• TU TAREA: ¿Qué líneas de los registros contienen la palabra "tiled"? Indícalas copiando cada una entera, y distingue entre mayúsculas y minúsculas.

• MATERIAL PROPORCIONADO:

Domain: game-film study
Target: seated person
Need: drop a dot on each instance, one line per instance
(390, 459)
...
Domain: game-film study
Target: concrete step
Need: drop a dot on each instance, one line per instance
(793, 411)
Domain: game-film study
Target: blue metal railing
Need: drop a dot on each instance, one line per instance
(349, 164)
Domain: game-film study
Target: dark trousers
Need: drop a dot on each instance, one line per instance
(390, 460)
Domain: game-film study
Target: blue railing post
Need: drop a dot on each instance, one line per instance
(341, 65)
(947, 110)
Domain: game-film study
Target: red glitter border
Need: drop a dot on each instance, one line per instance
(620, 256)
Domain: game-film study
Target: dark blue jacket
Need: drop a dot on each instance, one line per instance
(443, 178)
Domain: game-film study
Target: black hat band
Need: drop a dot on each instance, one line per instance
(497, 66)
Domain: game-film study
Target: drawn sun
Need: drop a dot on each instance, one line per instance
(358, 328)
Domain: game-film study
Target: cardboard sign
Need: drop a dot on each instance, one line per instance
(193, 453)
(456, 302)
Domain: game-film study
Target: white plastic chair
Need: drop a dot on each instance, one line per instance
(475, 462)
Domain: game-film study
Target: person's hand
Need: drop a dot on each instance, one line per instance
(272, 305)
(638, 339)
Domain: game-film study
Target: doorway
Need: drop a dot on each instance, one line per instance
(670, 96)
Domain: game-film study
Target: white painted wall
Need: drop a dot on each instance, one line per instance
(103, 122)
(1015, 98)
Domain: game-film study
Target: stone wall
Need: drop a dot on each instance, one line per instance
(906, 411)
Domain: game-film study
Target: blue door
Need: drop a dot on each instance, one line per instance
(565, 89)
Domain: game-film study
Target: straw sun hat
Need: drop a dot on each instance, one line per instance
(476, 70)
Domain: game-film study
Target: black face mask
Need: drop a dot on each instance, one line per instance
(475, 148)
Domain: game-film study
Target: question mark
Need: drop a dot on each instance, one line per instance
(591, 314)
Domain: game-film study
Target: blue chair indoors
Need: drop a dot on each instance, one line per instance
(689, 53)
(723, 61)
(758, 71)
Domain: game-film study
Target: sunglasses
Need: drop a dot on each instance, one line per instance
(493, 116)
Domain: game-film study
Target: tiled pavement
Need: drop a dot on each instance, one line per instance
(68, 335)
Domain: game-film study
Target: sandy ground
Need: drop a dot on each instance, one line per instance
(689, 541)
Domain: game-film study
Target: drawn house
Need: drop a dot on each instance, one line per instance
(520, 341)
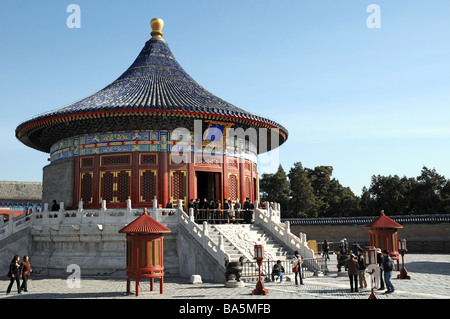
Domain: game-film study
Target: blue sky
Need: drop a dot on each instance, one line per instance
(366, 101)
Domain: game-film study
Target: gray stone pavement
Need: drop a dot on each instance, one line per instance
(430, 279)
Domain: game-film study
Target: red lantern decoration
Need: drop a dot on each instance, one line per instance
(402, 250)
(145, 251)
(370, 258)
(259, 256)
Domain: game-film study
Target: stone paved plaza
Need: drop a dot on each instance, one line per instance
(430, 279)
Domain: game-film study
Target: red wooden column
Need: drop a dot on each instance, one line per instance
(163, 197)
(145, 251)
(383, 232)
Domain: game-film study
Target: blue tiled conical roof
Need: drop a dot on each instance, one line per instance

• RESULTADO:
Target: tiled pavement
Target: blue tiled conical roof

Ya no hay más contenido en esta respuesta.